== What the task requires ==
Collect every line of the rows below that contains the word "accurate". Case counts.

== Data section ==
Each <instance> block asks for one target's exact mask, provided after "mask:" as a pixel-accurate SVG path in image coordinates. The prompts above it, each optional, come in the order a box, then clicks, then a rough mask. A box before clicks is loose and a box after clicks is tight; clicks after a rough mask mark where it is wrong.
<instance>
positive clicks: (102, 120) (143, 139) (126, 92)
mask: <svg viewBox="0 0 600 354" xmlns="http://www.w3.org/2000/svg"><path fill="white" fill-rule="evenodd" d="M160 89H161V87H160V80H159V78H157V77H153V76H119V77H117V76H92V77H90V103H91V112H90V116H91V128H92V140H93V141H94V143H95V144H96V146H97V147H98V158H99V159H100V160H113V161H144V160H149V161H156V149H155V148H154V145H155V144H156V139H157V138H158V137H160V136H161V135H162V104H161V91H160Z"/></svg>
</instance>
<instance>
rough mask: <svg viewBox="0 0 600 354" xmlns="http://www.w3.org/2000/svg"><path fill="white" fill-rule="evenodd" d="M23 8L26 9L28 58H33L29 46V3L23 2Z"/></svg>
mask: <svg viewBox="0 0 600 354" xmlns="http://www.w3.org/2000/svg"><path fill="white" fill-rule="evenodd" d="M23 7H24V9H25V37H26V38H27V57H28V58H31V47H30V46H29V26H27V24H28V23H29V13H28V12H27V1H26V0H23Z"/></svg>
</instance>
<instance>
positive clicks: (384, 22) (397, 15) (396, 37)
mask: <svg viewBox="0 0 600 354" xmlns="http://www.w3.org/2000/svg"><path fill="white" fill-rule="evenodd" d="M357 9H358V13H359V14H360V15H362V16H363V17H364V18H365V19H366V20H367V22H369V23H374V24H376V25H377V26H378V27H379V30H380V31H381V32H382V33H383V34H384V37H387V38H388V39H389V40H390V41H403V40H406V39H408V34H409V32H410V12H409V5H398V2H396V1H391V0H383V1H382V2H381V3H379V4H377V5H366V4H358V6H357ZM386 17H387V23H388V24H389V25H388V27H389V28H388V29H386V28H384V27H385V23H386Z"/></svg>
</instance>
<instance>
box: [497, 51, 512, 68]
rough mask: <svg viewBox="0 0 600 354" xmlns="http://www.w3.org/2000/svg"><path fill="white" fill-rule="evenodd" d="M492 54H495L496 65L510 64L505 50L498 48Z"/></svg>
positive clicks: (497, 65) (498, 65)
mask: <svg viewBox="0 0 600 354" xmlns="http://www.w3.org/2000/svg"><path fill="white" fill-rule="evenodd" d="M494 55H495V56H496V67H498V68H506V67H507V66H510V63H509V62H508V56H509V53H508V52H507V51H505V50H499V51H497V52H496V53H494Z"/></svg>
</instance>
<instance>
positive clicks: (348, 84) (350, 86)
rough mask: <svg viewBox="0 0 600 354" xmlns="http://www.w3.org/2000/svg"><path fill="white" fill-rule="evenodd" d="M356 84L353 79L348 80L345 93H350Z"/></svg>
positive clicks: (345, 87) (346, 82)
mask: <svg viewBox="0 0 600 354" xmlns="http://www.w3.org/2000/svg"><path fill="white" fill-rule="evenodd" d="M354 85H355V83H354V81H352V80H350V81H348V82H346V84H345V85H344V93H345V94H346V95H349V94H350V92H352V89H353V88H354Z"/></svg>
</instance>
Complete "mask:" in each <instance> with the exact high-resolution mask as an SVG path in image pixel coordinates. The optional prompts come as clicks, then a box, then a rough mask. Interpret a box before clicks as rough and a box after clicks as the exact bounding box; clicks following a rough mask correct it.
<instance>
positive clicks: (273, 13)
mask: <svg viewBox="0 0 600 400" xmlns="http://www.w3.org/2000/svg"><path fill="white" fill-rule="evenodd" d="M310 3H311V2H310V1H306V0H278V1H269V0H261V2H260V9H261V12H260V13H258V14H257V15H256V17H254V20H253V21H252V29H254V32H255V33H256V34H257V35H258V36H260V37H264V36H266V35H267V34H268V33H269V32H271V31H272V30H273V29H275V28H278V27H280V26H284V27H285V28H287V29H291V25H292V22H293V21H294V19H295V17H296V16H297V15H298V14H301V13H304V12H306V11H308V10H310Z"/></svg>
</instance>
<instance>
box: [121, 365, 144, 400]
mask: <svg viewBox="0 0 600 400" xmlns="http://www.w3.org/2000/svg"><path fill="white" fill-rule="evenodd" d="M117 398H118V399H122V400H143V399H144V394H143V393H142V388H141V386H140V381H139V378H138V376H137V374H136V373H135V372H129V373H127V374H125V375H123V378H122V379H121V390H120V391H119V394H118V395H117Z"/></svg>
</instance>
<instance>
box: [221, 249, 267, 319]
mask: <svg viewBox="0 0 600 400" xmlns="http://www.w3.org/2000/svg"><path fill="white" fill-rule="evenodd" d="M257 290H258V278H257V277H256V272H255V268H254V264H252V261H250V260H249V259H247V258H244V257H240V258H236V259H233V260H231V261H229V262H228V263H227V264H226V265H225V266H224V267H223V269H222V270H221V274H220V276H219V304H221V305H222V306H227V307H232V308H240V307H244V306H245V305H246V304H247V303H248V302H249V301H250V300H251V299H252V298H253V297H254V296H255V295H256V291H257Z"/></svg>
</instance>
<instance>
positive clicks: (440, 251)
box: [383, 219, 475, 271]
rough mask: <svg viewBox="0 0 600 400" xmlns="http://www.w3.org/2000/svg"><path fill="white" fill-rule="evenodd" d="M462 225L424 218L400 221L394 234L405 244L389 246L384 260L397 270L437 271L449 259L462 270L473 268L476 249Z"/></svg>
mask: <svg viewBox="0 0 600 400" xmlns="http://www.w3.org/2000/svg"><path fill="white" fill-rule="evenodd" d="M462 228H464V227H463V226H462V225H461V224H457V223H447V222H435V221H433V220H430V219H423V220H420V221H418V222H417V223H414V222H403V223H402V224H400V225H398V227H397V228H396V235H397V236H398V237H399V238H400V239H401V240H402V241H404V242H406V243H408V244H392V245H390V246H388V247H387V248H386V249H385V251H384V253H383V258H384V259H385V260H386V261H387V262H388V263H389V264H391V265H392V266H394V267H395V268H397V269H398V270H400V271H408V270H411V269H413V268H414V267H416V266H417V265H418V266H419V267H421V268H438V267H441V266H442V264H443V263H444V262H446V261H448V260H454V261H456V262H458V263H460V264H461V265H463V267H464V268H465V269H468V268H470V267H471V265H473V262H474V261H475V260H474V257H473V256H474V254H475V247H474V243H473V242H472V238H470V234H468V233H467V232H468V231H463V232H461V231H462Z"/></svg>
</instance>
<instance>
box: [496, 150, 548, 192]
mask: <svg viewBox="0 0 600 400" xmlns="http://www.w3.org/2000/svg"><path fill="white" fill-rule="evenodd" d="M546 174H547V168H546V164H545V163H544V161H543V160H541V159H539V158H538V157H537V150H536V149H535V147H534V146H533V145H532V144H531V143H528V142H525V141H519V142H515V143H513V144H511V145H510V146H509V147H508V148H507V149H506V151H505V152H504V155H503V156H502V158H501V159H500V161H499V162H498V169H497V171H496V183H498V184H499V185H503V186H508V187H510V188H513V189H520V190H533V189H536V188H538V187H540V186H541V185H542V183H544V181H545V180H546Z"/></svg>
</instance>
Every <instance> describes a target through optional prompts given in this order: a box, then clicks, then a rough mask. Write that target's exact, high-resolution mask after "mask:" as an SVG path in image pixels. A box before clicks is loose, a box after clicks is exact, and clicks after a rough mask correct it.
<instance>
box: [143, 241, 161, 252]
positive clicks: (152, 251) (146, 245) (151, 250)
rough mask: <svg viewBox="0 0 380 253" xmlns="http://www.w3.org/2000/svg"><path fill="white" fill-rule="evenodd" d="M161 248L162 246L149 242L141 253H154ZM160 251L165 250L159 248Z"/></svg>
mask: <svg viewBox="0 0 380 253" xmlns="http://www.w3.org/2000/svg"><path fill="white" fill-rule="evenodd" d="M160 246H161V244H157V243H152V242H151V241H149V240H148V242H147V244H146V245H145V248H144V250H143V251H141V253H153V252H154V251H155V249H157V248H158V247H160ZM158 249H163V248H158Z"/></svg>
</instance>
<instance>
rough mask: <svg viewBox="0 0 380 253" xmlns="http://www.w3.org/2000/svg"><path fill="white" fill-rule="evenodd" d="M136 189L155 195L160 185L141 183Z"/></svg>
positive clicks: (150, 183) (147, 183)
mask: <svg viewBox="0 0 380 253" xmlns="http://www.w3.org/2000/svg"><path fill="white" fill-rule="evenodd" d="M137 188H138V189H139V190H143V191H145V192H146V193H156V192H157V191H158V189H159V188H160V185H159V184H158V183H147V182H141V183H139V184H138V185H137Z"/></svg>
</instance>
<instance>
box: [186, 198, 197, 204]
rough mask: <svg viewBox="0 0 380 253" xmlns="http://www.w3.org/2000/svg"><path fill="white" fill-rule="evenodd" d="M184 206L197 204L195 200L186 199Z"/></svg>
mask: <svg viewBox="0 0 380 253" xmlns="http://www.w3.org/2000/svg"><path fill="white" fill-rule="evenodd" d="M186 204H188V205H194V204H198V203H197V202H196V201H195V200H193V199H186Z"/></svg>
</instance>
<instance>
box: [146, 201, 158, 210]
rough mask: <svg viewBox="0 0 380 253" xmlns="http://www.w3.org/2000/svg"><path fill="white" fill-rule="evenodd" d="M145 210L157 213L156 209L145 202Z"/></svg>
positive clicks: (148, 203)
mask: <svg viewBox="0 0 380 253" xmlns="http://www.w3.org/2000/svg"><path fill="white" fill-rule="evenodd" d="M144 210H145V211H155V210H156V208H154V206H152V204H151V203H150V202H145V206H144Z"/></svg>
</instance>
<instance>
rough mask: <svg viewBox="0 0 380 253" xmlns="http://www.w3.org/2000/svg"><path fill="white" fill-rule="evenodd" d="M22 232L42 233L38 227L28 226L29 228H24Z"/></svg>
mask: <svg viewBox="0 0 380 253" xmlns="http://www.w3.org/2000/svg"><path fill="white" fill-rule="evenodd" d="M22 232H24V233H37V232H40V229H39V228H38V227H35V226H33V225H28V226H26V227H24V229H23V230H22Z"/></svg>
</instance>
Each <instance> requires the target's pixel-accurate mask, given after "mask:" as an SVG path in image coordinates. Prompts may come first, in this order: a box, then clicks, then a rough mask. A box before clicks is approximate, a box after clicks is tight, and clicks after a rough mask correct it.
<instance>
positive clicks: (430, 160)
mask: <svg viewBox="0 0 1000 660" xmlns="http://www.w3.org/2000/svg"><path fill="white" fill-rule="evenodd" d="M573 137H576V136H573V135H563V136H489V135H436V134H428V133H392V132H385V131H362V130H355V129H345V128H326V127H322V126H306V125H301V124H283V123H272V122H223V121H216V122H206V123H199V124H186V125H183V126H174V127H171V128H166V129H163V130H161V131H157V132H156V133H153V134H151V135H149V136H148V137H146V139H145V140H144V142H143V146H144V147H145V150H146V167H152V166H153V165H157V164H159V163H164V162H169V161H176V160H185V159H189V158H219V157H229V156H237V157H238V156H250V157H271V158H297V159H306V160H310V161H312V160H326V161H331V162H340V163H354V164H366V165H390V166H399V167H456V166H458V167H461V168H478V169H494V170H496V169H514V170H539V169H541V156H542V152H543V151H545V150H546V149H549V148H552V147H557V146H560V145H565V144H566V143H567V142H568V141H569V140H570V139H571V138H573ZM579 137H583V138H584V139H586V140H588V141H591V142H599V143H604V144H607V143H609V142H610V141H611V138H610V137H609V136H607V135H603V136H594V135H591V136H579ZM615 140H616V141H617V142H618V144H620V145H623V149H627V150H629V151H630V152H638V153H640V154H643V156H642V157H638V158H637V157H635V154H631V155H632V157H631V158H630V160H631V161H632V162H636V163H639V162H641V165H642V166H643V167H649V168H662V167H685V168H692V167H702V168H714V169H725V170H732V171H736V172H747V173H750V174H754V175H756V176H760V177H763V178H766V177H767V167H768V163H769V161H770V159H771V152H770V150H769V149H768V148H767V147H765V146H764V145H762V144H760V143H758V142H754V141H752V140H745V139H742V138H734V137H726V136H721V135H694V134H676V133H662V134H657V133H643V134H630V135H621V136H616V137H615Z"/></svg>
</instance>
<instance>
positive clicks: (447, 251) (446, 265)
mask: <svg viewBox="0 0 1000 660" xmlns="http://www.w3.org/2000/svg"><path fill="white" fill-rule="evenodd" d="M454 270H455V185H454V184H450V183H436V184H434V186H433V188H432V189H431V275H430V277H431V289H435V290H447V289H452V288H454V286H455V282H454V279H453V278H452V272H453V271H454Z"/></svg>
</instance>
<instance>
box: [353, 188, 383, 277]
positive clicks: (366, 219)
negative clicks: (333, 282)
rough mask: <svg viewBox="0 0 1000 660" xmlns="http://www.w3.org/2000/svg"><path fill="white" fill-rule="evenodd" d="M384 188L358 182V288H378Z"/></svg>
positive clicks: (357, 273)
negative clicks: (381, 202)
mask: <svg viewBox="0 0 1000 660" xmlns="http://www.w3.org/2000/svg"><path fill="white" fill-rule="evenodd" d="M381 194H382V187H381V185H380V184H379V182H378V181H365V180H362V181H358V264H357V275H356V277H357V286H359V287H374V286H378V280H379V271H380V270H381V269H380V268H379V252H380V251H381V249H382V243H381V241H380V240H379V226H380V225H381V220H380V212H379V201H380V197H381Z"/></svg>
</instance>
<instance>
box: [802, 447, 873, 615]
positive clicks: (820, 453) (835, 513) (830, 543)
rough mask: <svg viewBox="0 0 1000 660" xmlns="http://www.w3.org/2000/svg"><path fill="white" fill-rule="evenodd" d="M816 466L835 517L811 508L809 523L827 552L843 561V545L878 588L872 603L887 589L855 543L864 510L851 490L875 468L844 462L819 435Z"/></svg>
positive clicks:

== Worked solution ==
Each <instance> block asks for one target's exact mask, provided after "mask:" as a pixel-accurate SVG path in image coordinates. The prompts above it, each optional, come in the order a box, then clicks, then a rough mask. A box before clicks is loose and a box after clicks is tight; clicks after a rough mask mark where it is wrong.
Each <instance> requires the target's pixel-accurate mask, given after "mask:" as an SVG path in image coordinates. Prompts may come first, in this order: a box, then clicks, then a rough mask. A box before clicks is approximate, a box after clicks is tight, and clicks after a rough mask correct it.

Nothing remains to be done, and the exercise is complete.